§ **INPUT MATERIAL**
==*==
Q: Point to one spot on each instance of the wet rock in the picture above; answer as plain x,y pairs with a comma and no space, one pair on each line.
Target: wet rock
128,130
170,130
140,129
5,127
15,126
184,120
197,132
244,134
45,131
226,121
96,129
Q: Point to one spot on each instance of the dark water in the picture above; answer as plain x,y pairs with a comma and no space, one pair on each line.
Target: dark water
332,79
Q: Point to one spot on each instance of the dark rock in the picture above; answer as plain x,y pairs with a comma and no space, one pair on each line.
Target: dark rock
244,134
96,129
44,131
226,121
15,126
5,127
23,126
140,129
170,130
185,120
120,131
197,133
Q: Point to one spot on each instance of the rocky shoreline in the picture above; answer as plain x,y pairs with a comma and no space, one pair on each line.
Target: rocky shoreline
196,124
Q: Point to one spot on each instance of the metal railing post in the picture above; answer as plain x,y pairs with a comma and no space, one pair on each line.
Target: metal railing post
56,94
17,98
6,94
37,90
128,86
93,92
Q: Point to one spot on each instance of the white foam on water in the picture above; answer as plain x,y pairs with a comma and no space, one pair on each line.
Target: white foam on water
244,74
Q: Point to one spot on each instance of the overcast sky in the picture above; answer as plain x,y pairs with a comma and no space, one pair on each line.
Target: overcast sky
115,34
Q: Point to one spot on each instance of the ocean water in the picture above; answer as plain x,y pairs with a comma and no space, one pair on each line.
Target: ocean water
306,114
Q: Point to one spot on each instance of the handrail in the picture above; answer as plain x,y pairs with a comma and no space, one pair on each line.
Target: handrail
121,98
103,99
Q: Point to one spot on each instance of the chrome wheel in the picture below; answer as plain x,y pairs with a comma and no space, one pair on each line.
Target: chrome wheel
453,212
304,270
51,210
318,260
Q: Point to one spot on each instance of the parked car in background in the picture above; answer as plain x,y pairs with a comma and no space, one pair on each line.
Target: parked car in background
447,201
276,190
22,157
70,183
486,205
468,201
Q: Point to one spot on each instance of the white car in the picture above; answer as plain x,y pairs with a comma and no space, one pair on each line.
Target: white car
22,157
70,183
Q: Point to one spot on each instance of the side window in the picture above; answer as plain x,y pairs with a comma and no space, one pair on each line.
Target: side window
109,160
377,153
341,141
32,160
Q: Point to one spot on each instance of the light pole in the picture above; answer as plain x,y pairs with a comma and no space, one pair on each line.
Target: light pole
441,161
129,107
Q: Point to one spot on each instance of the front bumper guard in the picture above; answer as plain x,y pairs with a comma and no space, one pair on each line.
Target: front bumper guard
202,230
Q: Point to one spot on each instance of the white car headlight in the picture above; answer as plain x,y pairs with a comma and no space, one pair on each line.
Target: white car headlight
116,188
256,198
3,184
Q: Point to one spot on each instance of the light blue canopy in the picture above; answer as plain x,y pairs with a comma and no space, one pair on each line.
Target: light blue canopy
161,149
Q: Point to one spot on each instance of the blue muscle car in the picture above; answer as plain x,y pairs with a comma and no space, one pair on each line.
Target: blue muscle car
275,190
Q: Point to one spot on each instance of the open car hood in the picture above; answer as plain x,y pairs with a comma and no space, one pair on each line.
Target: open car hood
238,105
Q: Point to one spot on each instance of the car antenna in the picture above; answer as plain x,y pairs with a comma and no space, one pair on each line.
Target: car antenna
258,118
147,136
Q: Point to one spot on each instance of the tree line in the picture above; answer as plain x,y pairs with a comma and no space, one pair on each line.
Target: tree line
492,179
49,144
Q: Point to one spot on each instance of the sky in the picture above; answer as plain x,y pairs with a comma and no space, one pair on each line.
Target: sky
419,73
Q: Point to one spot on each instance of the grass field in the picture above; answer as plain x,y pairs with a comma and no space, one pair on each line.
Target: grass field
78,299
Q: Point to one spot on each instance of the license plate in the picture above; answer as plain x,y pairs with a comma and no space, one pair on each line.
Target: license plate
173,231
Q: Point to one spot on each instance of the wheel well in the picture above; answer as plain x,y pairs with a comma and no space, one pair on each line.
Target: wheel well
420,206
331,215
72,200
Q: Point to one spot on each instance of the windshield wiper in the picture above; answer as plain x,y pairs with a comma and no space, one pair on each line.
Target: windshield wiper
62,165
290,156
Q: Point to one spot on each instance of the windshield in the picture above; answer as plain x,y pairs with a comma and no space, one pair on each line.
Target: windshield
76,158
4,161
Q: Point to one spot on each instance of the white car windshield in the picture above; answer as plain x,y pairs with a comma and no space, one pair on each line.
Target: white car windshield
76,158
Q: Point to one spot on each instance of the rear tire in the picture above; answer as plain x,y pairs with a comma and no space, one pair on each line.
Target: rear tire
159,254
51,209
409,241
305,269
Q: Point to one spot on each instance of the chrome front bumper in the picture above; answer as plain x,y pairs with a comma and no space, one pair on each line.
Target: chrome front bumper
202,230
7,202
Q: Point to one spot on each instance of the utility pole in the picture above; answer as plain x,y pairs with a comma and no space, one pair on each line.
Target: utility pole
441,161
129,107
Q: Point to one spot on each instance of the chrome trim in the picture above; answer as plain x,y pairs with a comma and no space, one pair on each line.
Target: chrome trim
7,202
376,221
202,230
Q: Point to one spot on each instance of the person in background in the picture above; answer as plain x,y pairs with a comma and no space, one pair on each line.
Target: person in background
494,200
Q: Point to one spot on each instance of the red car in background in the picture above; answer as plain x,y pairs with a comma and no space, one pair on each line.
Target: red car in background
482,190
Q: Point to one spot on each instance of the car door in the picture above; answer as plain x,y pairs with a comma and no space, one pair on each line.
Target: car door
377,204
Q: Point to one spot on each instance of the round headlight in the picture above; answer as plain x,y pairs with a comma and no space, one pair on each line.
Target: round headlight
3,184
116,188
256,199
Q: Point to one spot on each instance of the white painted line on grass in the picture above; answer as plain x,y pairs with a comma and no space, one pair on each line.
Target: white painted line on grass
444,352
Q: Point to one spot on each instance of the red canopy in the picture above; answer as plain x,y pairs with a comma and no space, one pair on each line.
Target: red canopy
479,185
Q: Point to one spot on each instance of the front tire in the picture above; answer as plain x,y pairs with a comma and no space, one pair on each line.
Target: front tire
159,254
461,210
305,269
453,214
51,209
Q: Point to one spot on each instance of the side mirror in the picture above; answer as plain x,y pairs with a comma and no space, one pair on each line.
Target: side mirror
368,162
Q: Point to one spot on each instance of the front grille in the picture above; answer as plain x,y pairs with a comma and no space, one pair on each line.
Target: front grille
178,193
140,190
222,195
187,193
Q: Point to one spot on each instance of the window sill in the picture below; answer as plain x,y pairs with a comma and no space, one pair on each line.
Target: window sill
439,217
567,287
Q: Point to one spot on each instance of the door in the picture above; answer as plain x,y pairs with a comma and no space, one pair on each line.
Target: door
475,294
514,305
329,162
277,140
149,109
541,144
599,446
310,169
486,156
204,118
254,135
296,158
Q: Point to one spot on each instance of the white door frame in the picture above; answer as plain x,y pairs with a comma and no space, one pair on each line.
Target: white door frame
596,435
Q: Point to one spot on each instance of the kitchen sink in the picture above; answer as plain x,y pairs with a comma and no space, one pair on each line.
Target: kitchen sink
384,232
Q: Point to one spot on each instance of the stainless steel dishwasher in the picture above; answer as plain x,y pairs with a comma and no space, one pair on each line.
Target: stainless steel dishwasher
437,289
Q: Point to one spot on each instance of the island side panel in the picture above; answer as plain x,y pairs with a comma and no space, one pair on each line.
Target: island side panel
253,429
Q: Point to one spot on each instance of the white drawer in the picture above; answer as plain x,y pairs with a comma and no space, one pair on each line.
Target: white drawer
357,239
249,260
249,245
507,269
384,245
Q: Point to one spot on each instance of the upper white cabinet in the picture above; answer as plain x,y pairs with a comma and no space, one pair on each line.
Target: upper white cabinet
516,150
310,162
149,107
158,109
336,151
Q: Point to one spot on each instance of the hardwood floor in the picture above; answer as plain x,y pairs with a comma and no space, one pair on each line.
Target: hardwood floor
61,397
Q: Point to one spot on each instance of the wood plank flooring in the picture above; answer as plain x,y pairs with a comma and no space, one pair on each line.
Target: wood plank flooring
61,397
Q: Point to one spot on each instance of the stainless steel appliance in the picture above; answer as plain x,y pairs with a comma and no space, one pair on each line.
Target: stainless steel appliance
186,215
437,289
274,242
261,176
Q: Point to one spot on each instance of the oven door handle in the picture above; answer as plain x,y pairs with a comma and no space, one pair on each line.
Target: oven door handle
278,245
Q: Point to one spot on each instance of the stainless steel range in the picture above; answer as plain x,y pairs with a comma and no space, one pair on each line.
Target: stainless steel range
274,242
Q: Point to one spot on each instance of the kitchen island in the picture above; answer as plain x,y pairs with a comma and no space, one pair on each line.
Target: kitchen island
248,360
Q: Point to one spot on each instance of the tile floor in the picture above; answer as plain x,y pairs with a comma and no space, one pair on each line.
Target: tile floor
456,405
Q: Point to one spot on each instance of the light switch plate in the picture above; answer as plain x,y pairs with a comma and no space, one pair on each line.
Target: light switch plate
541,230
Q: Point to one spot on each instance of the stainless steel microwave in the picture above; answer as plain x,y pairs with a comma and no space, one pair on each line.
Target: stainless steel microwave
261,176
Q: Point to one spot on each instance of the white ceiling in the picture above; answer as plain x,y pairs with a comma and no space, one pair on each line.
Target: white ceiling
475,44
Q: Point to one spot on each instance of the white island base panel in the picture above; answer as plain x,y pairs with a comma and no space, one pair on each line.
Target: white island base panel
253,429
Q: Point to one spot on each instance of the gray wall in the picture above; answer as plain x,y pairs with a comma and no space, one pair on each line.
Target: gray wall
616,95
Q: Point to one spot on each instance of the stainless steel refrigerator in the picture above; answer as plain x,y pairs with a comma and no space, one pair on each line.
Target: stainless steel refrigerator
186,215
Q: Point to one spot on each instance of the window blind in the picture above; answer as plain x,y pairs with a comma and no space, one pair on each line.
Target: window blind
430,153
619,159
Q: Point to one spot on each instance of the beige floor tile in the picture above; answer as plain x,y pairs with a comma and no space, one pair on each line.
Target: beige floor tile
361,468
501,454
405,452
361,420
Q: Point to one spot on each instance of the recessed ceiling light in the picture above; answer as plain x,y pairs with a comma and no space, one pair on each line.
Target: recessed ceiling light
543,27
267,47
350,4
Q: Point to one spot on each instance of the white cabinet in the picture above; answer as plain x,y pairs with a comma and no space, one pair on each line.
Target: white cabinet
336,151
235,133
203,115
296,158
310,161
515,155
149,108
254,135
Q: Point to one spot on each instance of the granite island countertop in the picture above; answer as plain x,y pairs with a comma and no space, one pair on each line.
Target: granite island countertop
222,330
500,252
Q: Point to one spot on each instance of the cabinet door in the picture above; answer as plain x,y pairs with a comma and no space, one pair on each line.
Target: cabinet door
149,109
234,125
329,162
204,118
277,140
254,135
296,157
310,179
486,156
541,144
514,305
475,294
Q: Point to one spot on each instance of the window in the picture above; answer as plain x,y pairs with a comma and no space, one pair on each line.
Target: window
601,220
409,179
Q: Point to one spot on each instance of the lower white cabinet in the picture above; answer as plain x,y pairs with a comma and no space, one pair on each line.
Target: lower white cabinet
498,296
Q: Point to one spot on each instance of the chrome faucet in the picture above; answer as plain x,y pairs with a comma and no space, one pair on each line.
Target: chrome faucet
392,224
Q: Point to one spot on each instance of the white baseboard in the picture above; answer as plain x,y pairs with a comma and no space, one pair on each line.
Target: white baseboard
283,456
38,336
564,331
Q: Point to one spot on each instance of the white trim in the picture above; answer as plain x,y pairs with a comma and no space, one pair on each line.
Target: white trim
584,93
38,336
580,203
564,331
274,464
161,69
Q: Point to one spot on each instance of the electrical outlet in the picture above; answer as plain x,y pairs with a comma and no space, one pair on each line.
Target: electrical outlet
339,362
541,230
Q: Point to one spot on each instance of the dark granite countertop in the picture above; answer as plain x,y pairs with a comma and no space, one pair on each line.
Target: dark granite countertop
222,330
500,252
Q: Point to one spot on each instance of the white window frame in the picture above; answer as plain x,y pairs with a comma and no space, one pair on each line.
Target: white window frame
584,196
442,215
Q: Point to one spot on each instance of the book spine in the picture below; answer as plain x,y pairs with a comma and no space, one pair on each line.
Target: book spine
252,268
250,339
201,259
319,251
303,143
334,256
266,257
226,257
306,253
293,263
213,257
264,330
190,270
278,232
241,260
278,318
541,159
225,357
==*==
§ **TASK GOAL**
Output an exact copy of the lines beginning at the one that holds "the dark granite" and running through the final line of the records.

§ **SOLUTION TO THE EXERCISE**
Q: Point to one spot on each instance of the dark granite countertop in the picture above; answer as plain x,y pairs with a comma and no space, one pair on each line.
Target: dark granite countertop
222,330
500,252
Q: Point to one spot on each instance of the white window frame in the picture above; answer as plain x,y pairs with a comma and no space, one pair on each line.
Target: white window frame
584,196
442,215
Q: Point to one spot on each instance of the book spine in the picture below; answer as plain x,y pairs with a comma and no space, one pair on each line.
Target: book spine
252,268
250,339
201,259
319,251
303,143
334,256
266,257
226,257
306,253
293,263
213,257
264,330
190,270
278,232
241,260
278,318
541,159
225,357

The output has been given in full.